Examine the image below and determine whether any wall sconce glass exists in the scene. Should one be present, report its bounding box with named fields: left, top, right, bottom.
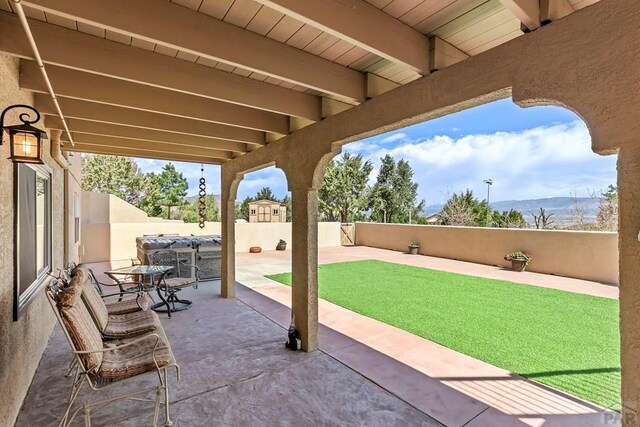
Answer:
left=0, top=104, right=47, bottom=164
--
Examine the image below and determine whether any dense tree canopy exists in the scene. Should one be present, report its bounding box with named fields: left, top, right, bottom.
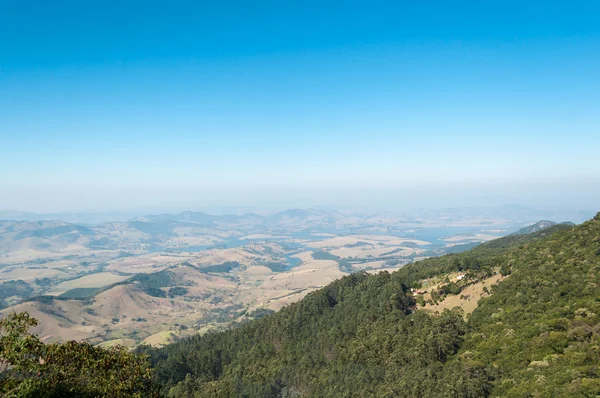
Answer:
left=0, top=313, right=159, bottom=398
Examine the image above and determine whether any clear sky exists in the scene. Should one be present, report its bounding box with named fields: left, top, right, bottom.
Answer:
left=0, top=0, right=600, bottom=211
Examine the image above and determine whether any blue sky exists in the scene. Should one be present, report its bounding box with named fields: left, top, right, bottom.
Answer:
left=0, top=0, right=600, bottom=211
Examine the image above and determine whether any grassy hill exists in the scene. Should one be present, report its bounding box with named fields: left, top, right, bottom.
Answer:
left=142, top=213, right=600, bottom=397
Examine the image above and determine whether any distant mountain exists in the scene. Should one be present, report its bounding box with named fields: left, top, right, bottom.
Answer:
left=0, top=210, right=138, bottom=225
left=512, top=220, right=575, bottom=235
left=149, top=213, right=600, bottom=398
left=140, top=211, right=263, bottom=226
==
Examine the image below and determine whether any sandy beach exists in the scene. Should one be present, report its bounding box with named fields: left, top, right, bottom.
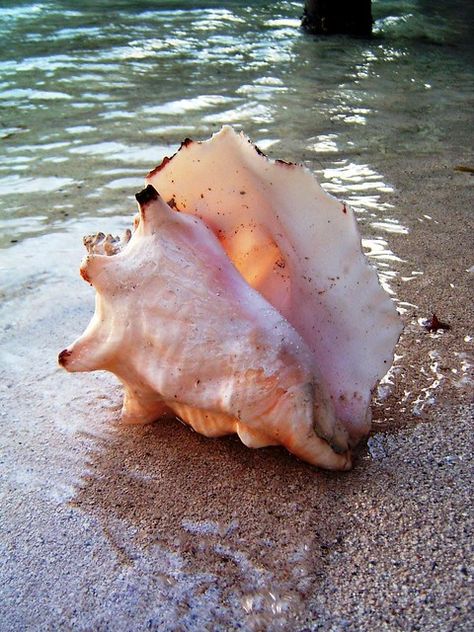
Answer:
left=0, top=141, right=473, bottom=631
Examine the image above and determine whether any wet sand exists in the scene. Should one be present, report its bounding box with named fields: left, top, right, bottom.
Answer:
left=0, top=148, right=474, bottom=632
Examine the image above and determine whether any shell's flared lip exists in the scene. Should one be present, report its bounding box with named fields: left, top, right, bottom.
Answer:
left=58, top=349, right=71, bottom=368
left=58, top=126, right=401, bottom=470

## [What is required]
Copy the records verbatim, from the line containing "Examine the image above and determine whether any clear" through the line containing "left=140, top=211, right=263, bottom=226".

## [Response to the exercise]
Examine the image above and determine whether any clear sky exists in the scene. Should one be present, report its bounding box with named fields: left, top, right, bottom.
Answer:
left=0, top=0, right=600, bottom=211
Examine the image above and determine whether any blue sky exists in the scene. Should one be present, report its bounding box with named fields: left, top, right, bottom.
Answer:
left=0, top=0, right=600, bottom=211
Examine the image above and determine whether any grassy hill exists in the scene. Should one be present, report its bounding box with named fields: left, top, right, bottom.
Answer:
left=142, top=213, right=600, bottom=397
Examine the image above and determine whether any distant mountain exists in the scene. Should one be present, report its bounding box with named fields: left, top, right, bottom.
Answer:
left=0, top=210, right=138, bottom=225
left=512, top=220, right=575, bottom=235
left=149, top=213, right=600, bottom=398
left=140, top=211, right=263, bottom=226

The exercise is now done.